**INSTRUCTION:** Please return the passage of the histogram post starting at "from this data, called" and ending at "like, after all.", copied word for word.

Saturday 3 October 2009

More on histograms

Someone asked me whether it would be possible to make a histogram that looks like those that MS Office can create: filled with gradient, casting a shadow, and labelled according to their value. Frankly, I just couldn't admit defeat, and I had to figure out a way. But then, it turned out to be rather simple, so I thought that I would share it here. We are going to make this figure




from this data, called 'msbar.dat'
Max 1.0 1.0 1.2
Min 0.9 0.2 0.95
Avg 0.95 0.5 1.1


I have already discussed a way to beefing up the histograms (It was titled Shiny histograms, or something similar.), but I must say, that method is a bit convoluted. The reason for this is that we used a parametric plot. We can avoid that by plotting to a file first, and then plotting the file as many times as needed. We can't save the trouble of having to read our data file, but this is rather simple. We can do that either by employing a very primitive external script, or writing the script in gnuplot, as we discussed it in, say, the post on the recession graph. Given that we haven't got to process any data, this latter method is probably less desirous. Gnuplot is not for printing lines and the like, after all.

(Stored data)

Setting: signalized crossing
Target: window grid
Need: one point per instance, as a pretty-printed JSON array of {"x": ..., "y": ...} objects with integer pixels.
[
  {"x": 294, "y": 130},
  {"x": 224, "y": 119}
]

**RESPONSE:**
from this data, called 'msbar.dat'
Max 1.0 1.0 1.2
Min 0.9 0.2 0.95
Avg 0.95 0.5 1.1


I have already discussed a way to beefing up the histograms (It was titled Shiny histograms, or something similar.), but I must say, that method is a bit convoluted. The reason for this is that we used a parametric plot. We can avoid that by plotting to a file first, and then plotting the file as many times as needed. We can't save the trouble of having to read our data file, but this is rather simple. We can do that either by employing a very primitive external script, or writing the script in gnuplot, as we discussed it in, say, the post on the recession graph. Given that we haven't got to process any data, this latter method is probably less desirous. Gnuplot is not for printing lines and the like, after all.